##### Supplied material #####

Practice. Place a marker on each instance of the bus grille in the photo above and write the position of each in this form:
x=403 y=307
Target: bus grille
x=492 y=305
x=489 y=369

#####

▶ **Request**
Rename "bus grille" as "front grille" wherever it occurs in the lines above, and reproduce those lines with nothing else altered.

▶ **Response to the task**
Practice. Place a marker on each instance of the front grille in the photo above and write the position of each in this form:
x=403 y=307
Target: front grille
x=492 y=305
x=489 y=369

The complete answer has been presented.